## TRY IT:
For every line below, output the text exactly and leave out images.

## MATERIALS PROVIDED:
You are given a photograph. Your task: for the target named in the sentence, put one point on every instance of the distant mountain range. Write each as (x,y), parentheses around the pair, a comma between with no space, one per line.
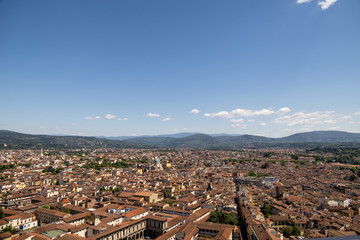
(179,140)
(9,139)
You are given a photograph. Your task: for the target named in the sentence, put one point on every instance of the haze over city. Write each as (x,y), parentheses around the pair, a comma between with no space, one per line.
(119,68)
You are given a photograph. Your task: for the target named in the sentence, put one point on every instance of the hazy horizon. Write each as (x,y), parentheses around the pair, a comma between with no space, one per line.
(123,68)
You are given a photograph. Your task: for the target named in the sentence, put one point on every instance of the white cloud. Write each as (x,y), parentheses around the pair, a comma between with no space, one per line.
(313,118)
(303,1)
(194,111)
(288,130)
(110,116)
(325,4)
(284,110)
(153,115)
(245,113)
(92,118)
(237,120)
(239,125)
(167,119)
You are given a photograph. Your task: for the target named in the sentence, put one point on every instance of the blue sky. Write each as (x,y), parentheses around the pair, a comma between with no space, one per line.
(134,67)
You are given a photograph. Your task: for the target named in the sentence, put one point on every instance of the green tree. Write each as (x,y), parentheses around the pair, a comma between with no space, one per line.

## EXPECTED ANSWER:
You are given a photograph. Your task: for the target named in the sentence, put one point on every instance of the distant mountain range. Write each as (x,y), parentheses around the pair, a comma between with no space, one per line.
(179,140)
(9,139)
You are given a photograph. Your task: for the target named in the sentence, put one point on every instance of the haze over city. Write each as (x,y), parentheses around the pair, a comma between with no space, one per line.
(119,68)
You are given a photograph. Your task: for the target named in the sentence, put one point on every instance of the hazy horizon. Write each as (x,y), parentheses around the pair, a comma between with no space, one per line.
(123,68)
You are given a photograph. Your task: for the target named in the sentence, put one point on every instance of the white cloud. Write each as (x,y), parentheses around the pair, a comma between with no space, one per line.
(313,118)
(303,1)
(194,111)
(288,130)
(110,116)
(325,4)
(284,110)
(153,115)
(245,113)
(92,118)
(237,120)
(239,125)
(167,119)
You are given a photograph. Your task: for the target named in the sentence, put one point on every instance of the blue sky. Write each as (x,y), parentheses around the pair, a comma between with no space, one per line.
(134,67)
You are given a photograph. Your task: for the target named in the sentence, put one point on every instance of the green tree. Write each as (x,y), parentheses around the pair, a comma between with no space, one per line.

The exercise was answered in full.